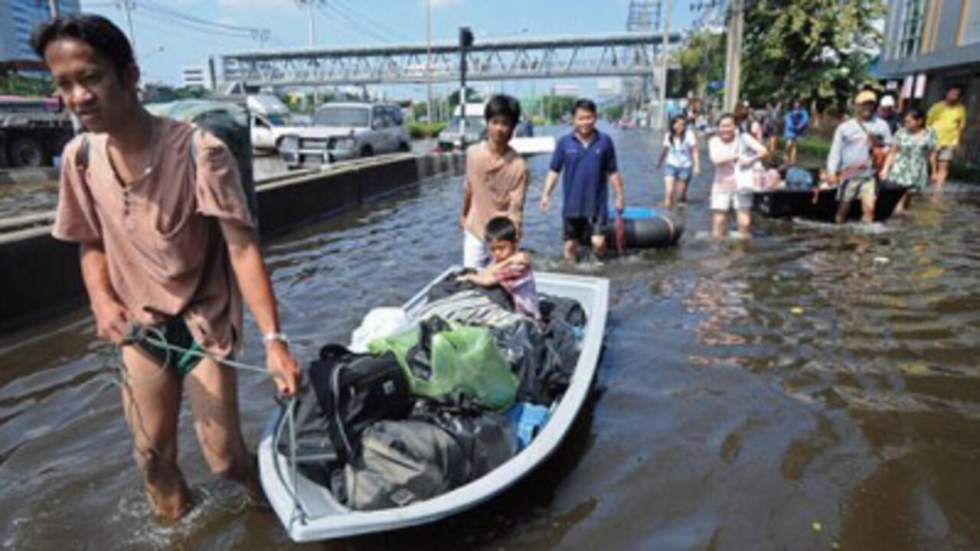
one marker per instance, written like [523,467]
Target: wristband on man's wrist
[275,337]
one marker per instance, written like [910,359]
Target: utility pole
[311,6]
[428,59]
[733,57]
[129,5]
[666,63]
[465,41]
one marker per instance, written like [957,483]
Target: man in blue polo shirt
[587,160]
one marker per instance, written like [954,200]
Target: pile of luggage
[422,406]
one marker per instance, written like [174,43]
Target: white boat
[309,512]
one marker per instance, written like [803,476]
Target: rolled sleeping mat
[646,228]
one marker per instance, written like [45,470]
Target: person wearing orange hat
[851,163]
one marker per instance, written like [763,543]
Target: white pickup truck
[345,130]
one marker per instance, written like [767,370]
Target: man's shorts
[176,333]
[581,229]
[678,173]
[856,188]
[723,200]
[476,254]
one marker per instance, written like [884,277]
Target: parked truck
[33,131]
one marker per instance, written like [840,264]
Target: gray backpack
[403,462]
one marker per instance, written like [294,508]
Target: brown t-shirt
[497,184]
[163,243]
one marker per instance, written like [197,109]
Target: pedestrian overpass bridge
[622,54]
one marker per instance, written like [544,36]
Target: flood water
[813,388]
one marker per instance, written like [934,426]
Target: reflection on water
[750,393]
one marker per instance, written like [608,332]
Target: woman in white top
[681,152]
[731,152]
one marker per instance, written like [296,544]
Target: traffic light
[465,37]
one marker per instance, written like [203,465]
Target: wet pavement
[813,388]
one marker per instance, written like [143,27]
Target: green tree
[557,107]
[809,49]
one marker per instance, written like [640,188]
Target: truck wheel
[25,152]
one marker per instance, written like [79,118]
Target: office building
[930,45]
[19,18]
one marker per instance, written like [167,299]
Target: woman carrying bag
[733,155]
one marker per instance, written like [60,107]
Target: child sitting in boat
[511,268]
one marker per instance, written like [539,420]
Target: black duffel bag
[355,390]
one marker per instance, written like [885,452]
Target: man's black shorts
[582,229]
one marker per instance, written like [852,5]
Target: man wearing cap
[850,163]
[888,113]
[794,127]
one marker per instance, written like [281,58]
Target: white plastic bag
[378,323]
[745,175]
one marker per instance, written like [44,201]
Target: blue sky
[165,45]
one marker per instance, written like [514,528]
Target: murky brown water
[815,387]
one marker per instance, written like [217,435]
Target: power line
[373,22]
[360,27]
[153,7]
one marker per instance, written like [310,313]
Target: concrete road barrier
[41,276]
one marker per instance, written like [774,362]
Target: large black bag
[355,390]
[487,439]
[544,357]
[399,463]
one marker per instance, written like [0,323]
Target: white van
[346,130]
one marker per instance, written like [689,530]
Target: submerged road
[813,388]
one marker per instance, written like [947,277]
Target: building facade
[933,44]
[19,18]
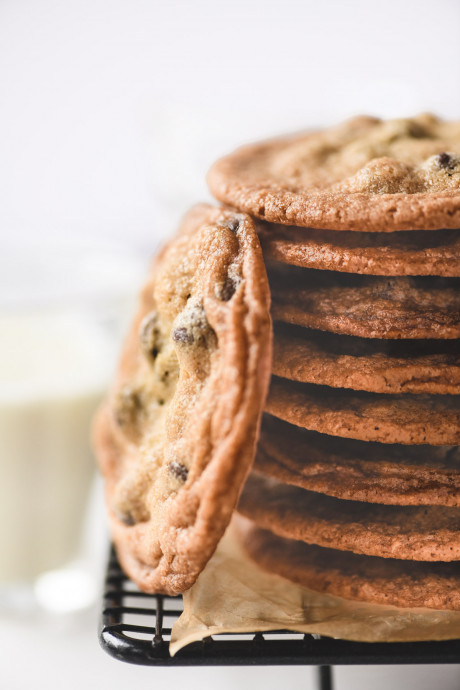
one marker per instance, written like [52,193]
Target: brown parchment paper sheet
[233,595]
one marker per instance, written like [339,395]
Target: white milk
[54,368]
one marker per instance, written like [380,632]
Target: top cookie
[366,174]
[176,438]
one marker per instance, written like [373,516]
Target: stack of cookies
[355,489]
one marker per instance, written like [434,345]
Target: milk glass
[63,308]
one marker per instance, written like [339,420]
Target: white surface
[111,112]
[68,656]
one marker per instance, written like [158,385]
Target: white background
[111,112]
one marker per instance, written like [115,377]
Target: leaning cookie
[359,470]
[351,576]
[366,173]
[176,437]
[417,533]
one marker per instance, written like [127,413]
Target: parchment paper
[233,595]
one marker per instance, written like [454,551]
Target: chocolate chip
[228,289]
[178,470]
[444,160]
[126,518]
[127,406]
[150,335]
[182,335]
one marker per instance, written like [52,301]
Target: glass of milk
[63,308]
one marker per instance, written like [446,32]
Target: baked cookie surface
[367,173]
[379,366]
[367,306]
[435,252]
[351,576]
[359,470]
[404,418]
[176,437]
[419,533]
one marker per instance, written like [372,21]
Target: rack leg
[325,678]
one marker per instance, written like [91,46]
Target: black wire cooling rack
[136,628]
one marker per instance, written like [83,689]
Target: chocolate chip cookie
[361,578]
[405,418]
[367,306]
[359,470]
[366,174]
[419,533]
[379,366]
[415,253]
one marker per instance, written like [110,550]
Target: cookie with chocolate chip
[344,574]
[378,366]
[418,533]
[366,174]
[367,306]
[359,470]
[414,253]
[176,437]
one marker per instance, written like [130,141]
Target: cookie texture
[419,533]
[406,418]
[369,174]
[379,366]
[359,470]
[377,580]
[176,437]
[422,253]
[367,306]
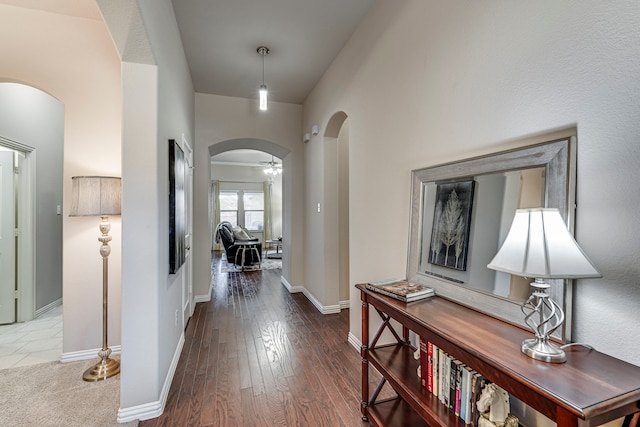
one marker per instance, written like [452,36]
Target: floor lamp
[99,196]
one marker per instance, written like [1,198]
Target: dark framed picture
[177,207]
[451,224]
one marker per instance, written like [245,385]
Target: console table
[591,388]
[277,244]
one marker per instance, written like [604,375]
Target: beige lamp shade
[95,196]
[539,245]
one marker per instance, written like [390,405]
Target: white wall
[73,59]
[220,119]
[158,105]
[457,79]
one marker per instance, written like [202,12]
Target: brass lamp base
[104,369]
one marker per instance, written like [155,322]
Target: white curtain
[214,212]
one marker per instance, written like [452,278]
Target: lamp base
[102,370]
[542,349]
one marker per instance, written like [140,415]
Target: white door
[7,239]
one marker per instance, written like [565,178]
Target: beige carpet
[54,395]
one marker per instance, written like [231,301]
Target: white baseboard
[47,308]
[290,288]
[202,298]
[355,342]
[324,309]
[153,409]
[74,356]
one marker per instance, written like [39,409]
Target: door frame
[187,292]
[26,239]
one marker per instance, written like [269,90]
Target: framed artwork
[451,224]
[177,207]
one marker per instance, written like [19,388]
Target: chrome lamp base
[543,316]
[542,349]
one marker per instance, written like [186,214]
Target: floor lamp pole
[106,367]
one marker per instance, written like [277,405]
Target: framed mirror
[462,211]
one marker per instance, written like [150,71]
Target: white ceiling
[220,39]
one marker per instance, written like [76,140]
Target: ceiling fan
[272,167]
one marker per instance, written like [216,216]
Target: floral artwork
[451,224]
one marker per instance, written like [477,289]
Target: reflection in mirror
[461,236]
[462,211]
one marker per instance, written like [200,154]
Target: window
[229,207]
[244,208]
[253,210]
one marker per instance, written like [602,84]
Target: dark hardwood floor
[256,355]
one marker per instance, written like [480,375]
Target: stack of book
[457,386]
[401,290]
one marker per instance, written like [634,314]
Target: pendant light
[263,51]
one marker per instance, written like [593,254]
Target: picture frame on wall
[451,224]
[177,207]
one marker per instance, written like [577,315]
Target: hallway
[33,342]
[256,355]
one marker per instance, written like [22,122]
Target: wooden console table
[591,388]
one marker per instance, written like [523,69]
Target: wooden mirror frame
[559,160]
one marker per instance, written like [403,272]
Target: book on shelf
[429,381]
[425,365]
[402,290]
[434,370]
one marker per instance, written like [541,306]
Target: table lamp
[539,246]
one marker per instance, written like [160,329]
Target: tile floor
[29,343]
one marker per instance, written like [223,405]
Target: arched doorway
[32,125]
[273,150]
[337,160]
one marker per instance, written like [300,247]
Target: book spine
[446,375]
[383,292]
[454,386]
[477,390]
[434,373]
[441,375]
[429,370]
[467,397]
[424,364]
[463,392]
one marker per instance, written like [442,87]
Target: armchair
[230,236]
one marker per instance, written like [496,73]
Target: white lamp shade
[539,245]
[95,196]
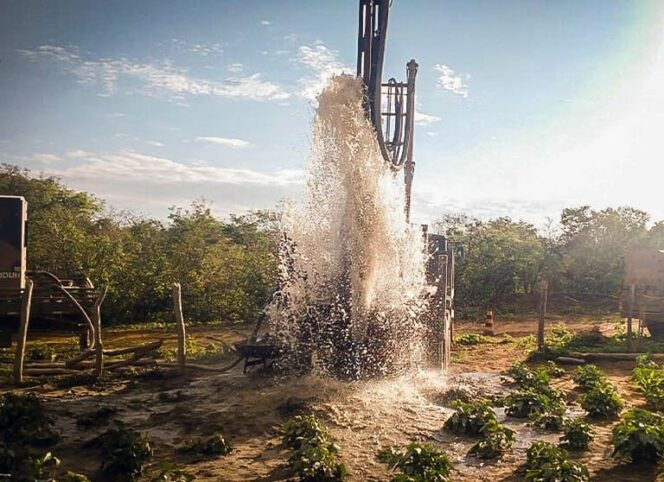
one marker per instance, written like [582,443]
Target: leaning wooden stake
[544,294]
[630,331]
[179,319]
[99,346]
[26,302]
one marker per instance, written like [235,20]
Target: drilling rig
[390,108]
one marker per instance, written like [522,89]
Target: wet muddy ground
[362,416]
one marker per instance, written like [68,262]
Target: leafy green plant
[547,463]
[418,463]
[213,445]
[649,378]
[314,455]
[469,417]
[578,434]
[587,376]
[496,440]
[470,339]
[532,402]
[170,473]
[124,452]
[602,401]
[639,437]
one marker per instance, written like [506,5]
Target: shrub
[602,401]
[470,417]
[531,402]
[639,437]
[496,440]
[649,378]
[418,463]
[587,376]
[213,445]
[314,455]
[470,339]
[547,463]
[124,452]
[578,434]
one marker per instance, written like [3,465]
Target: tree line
[228,267]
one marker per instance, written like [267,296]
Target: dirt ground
[362,416]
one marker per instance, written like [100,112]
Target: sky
[523,106]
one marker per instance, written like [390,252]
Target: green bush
[587,376]
[602,401]
[649,378]
[314,456]
[578,434]
[418,463]
[496,440]
[124,453]
[469,417]
[639,437]
[532,402]
[547,463]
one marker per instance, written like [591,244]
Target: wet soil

^^^^^^^^^^^^^^^^

WRITTEN TASK: Write out exactly the lines beginning with the line that holds "one marker per instance, written like [223,405]" and ending with the final line of the data, both ends included, without the pictures.

SOLUTION FOR THIS EXERCISE:
one marker per instance, written like [223,405]
Target: arched doorway
[32,125]
[273,150]
[337,160]
one marker per instance, written like [300,247]
Target: book spine
[446,375]
[383,292]
[454,386]
[477,390]
[434,373]
[441,375]
[429,370]
[467,397]
[424,364]
[463,392]
one marker per instance, written like [442,87]
Target: armchair
[230,236]
one marker per instance, written like [496,73]
Target: white lamp shade
[539,245]
[95,196]
one marker per instance, written like [582,443]
Target: leaning wooden stake
[544,294]
[630,331]
[179,319]
[99,346]
[26,302]
one marker per instance, written like [235,20]
Target: drilling rig
[390,108]
one marker per instance, written like [522,89]
Target: wet muddy ground
[362,416]
one marker per instance, written like [68,262]
Target: leafy green plant
[547,463]
[418,463]
[213,445]
[649,378]
[314,455]
[469,417]
[578,434]
[587,376]
[496,440]
[470,339]
[532,402]
[170,473]
[124,452]
[602,401]
[639,437]
one marker per instance, written like [506,5]
Target: shrub
[602,401]
[470,417]
[531,402]
[639,437]
[496,440]
[649,378]
[418,463]
[587,376]
[213,445]
[314,455]
[470,339]
[547,463]
[124,452]
[578,434]
one marker per instance, written like [3,465]
Target: tree line
[228,267]
one marker per instance, written like [267,296]
Target: dirt ground
[362,416]
one marker per instance, written like [100,112]
Target: sky
[523,106]
one marker per instance, written like [390,252]
Target: green bush
[587,376]
[602,401]
[649,378]
[314,456]
[578,434]
[418,463]
[496,440]
[124,453]
[469,417]
[639,437]
[532,402]
[547,463]
one marker per instance, written like [591,244]
Target: wet soil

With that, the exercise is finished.